### Exercise task
Rewrite the classifier accuracy passage, starting at "The evaluation of" and ending at "from the OA and Kappa parameters.", with "stacked bars" in place of "stacked columns".

The evaluation of the classification results accuracy for each classifier as well as for each band combination with spectral indices, the PA, UA and F-score parameters, were estimated for the three classes separately. The total accuracy estimation was derived from each classifier and each combination based on the OA and Kappa parameters. Figure 3 presents the results for each study area where the stacked columns show the PA, UA and F-score parameters for each class separately. PA, UA and F-score parameter give values from 0 to 1, so if the three parameters together are close to the value three, they have achieved high values in the classification. When the score approaches the value two on the Y axis, the classifier achieves the higher accuracy from the OA and Kappa parameters.

Classification performance of the five classifiers.

Figure 3: Classification performance of the five classifiers.

RFT, Random Forest; CART, Classification and Regression Trees; GTB, Gradient Tree Boost; SVM, Support Vector Machine; MMD, Mahalanobis Minimum Distance) in Google Earth Engine using the Producers Accuracy, Users Accuracy and f-score for each class separately (thyme, blue charts; Sarcopoterium, purple charts; and Other, grey charts) and the Overall accuracy and Kappa coefficient with green charts for the three study sites (SA, Study Area). A, B, C: Stusy Area 1, 2, 3, correspondingly, VIS, Visible spectrum; NIR, Near Infrared; RE, Red Edge; VEG.INDICES, Vegiatation indices.

### Dataset
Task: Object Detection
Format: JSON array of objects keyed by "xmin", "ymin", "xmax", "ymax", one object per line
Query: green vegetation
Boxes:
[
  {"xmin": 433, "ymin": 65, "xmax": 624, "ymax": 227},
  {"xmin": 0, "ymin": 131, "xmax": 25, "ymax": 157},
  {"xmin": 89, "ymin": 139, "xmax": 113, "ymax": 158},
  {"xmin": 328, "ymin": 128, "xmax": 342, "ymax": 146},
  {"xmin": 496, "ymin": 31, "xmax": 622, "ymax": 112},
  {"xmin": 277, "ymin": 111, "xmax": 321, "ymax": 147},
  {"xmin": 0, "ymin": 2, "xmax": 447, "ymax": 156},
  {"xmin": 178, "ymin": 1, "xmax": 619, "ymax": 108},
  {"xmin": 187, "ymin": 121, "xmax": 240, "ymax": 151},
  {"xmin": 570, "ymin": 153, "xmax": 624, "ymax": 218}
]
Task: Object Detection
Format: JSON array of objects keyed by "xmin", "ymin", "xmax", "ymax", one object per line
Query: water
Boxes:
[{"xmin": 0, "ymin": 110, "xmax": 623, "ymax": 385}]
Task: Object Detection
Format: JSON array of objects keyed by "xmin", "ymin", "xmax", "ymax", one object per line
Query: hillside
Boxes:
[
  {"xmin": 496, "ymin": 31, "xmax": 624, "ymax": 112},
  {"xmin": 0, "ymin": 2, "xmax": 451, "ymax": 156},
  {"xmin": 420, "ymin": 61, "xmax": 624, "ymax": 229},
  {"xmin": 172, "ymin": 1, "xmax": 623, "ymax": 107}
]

### In response
The evaluation of the classification results accuracy for each classifier as well as for each band combination with spectral indices, the PA, UA and F-score parameters, were estimated for the three classes separately. The total accuracy estimation was derived from each classifier and each combination based on the OA and Kappa parameters. Figure 3 presents the results for each study area where the stacked bars show the PA, UA and F-score parameters for each class separately. PA, UA and F-score parameter give values from 0 to 1, so if the three parameters together are close to the value three, they have achieved high values in the classification. When the score approaches the value two on the Y axis, the classifier achieves the higher accuracy from the OA and Kappa parameters.